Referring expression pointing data
---*---

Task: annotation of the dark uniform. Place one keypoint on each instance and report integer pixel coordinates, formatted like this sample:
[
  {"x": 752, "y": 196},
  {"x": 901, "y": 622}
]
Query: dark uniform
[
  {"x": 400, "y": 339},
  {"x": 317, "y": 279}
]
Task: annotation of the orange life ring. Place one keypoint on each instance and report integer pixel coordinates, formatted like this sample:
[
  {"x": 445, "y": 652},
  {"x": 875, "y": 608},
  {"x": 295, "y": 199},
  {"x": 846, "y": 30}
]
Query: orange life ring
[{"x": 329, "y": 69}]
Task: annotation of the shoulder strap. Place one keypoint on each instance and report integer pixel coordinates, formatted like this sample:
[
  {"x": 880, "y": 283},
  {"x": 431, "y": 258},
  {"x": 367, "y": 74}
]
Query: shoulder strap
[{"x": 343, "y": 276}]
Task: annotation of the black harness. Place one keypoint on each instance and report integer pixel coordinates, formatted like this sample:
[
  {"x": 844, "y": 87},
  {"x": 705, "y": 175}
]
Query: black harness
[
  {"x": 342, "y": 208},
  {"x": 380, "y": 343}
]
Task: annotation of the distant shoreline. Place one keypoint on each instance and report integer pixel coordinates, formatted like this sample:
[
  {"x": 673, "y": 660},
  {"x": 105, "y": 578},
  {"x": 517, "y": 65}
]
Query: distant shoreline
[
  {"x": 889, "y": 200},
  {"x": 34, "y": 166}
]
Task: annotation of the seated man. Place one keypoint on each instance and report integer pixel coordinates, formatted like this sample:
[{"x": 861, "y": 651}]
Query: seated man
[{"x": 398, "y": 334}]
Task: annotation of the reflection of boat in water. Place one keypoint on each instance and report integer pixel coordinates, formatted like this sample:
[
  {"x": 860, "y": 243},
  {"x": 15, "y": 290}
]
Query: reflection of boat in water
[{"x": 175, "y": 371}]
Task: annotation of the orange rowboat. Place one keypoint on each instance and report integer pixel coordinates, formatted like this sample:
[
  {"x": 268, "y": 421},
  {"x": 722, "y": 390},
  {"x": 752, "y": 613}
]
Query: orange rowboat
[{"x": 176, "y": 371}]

---*---

Reproduce the full set of records precisely.

Task: annotation of the dark uniform. Place one keypoint on each instance and report integer pixel coordinates, formatted like this sample:
[
  {"x": 752, "y": 196},
  {"x": 901, "y": 622}
]
Query: dark uniform
[
  {"x": 400, "y": 339},
  {"x": 317, "y": 279}
]
Task: annotation of the orange life ring. Place one keypoint on each instance and report integer pixel coordinates, formatted like this sample:
[
  {"x": 445, "y": 652},
  {"x": 875, "y": 608},
  {"x": 295, "y": 199},
  {"x": 846, "y": 30}
]
Query: orange life ring
[{"x": 329, "y": 69}]
Task: annotation of the shoulder strap. Place one keypoint on each instance and report integer pixel coordinates, formatted like this sample:
[
  {"x": 880, "y": 283},
  {"x": 431, "y": 258},
  {"x": 367, "y": 74}
]
Query: shoulder strap
[{"x": 343, "y": 276}]
Task: annotation of the black harness. Place one keypoint on each instance and report integer pixel coordinates, formatted like this sample:
[
  {"x": 844, "y": 87},
  {"x": 705, "y": 175}
]
Query: black harness
[
  {"x": 342, "y": 208},
  {"x": 380, "y": 343}
]
Task: annotation of the distant shoreline. Place one keypoint on each instance and report integer pixel coordinates, formatted like this sample:
[
  {"x": 673, "y": 660},
  {"x": 105, "y": 578},
  {"x": 517, "y": 65}
]
Query: distant shoreline
[
  {"x": 889, "y": 200},
  {"x": 34, "y": 166}
]
Task: annotation of the seated man. Place one keypoint on each instance and report integer pixel coordinates, formatted like this sample:
[{"x": 861, "y": 651}]
Query: seated man
[{"x": 398, "y": 334}]
Task: annotation of the reflection of boat in water. Place one keypoint on each instance and report integer pixel coordinates, formatted like this sample:
[
  {"x": 860, "y": 243},
  {"x": 15, "y": 290}
]
Query: reflection of boat in water
[{"x": 175, "y": 371}]
Task: annotation of the orange rowboat. Place one keypoint on each instance and report integer pixel coordinates, formatted like this sample:
[
  {"x": 268, "y": 421},
  {"x": 722, "y": 390},
  {"x": 752, "y": 613}
]
Query: orange rowboat
[{"x": 176, "y": 371}]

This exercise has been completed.